▸ SHORT PROBLEM 1:
Answer these questions about the martial arts forum excerpt, one answer per line, marked like the questions.
(a) What does the first line call Boxing a miseducation of?
(b) What does the reply say Low Forearm Blocks are based on?
(c) Which user posted on Jul 24, 2011?
▸ SHORT PROBLEM 2: Reproduce word for word the stretch of the martial arts forum excerpt from "But saying it" through "it just yet...".
▸ SHORT PROBLEM 3: Write the next part of the martial arts forum thread, picking up after its last line.

▸ QUOTED PASSAGE:

And Boxing is a Miseducation of Pugilism.
And Jab Punches which dont use the Bottom Three Knuckles are a Miseducation of Jab Punches.



jks9199 said:


> Simply announcing that "when you know enough, you  will know" isn't enough.  Posts on MT aren't Twitter feeds; I've never  seen anyone hit a "too long" limit on a post.  Expand on your  statements; how is sudo makki a throw?  Is it always a throw, or are  there times it really IS a block?  Or even a strike?  How is handan  makki a strike?


Low Forearm Blocks are a Block based on a Striking Method. Im sure some people would simply teach it as a Strike which ultimately Blocks most of the time, unless it is used on a Lowered Target.
Much in the same way, Low Knife Hand Blocks can be transitioned into a Throw, and perhaps it originally was entirely a Throw.
But saying it is Miseducated because it is also used as a Block, is covered above.


----------



## granfire (Jul 24, 2011)

well it's too early to picture it just yet...

▸ INFORMATION GIVEN:
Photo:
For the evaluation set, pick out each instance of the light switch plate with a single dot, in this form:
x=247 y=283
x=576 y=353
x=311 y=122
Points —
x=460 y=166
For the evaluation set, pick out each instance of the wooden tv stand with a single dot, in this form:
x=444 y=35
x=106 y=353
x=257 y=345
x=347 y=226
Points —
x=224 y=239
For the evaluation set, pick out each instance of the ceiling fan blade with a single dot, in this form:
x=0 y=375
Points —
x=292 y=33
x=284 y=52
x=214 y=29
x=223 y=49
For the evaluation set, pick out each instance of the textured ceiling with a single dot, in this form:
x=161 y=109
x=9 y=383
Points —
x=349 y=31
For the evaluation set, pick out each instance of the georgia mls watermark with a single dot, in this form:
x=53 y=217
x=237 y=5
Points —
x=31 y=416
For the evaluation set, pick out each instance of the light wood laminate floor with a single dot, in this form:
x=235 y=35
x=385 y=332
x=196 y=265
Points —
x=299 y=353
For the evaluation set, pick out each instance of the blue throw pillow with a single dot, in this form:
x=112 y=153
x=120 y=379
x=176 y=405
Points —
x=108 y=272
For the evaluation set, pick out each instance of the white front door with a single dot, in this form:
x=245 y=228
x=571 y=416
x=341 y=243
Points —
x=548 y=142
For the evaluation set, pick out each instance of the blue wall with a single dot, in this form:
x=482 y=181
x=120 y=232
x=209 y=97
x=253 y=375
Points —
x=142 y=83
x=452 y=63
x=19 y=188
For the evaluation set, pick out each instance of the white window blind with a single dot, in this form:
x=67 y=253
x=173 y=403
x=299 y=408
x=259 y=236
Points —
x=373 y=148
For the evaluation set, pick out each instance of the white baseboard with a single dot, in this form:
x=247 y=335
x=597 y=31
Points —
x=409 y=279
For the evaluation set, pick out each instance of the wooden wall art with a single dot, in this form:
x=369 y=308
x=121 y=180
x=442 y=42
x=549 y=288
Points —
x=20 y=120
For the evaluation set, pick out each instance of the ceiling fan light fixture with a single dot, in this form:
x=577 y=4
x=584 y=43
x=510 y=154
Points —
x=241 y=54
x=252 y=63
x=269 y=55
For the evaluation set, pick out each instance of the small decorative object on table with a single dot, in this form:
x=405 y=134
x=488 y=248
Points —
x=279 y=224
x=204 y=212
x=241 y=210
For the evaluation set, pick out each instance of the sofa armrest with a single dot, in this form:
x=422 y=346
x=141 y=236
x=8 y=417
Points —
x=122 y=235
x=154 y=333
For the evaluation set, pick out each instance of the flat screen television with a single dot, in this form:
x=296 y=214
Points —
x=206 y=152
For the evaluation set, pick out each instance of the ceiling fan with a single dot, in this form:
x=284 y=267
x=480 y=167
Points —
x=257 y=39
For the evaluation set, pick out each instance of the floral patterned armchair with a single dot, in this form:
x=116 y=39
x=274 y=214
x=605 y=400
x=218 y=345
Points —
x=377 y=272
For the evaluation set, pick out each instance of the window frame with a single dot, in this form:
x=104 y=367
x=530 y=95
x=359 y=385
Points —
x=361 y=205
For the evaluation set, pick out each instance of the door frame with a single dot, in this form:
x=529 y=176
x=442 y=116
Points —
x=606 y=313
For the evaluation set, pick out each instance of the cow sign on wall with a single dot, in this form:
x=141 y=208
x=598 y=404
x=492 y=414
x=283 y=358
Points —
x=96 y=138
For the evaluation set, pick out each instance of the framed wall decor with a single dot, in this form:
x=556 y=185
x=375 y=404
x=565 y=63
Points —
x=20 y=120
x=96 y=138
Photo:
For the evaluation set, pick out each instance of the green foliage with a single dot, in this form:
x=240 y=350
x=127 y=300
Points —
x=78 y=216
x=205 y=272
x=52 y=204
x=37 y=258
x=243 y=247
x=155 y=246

▸ FINAL ANSWER 1:
(a) Pugilism
(b) A Striking Method
(c) granfire

▸ FINAL ANSWER 2:
But saying it is Miseducated because it is also used as a Block, is covered above.


----------



## granfire (Jul 24, 2011)

well it's too early to picture it just yet...

▸ FINAL ANSWER 3:
but generally speaking, thee is a lot of misconception going on as to the purpose of a technique as it is placed in a form.
A strike an be a block and vice versa, as well as turning (in case of the open hand strikes/blocks) into a grab, which in turn can lead to a trow...

it is not so much taught in TKD as it is in Hanmudo for example: One situation can turn into several different scenarios, the ground is not not static and the technique is flowing.
this comes to mind as I ahve been taught strikes and blocks in similar fashion with actually no difference except in name:both have a circular motion (spear hands excluded) and the twist in the wrist/fore arm.

It seems to me that especially the open hand techniques are void of meaning in modern TKD, the application is lacking and most modern practitioners are a bit soft on the hand's edge...

Seems to me there is a connection to the guard position of the free hand in sticks (as taught by the ITA...I'm not versed in what the real stick people do) which is somewhat a 'prayer' position in front of the sternum, ready to grab either your own stick to enforce it ot the opponent's to block or disarm...


----------



## GENIUS MARTIAL ARTS (Jul 24, 2011)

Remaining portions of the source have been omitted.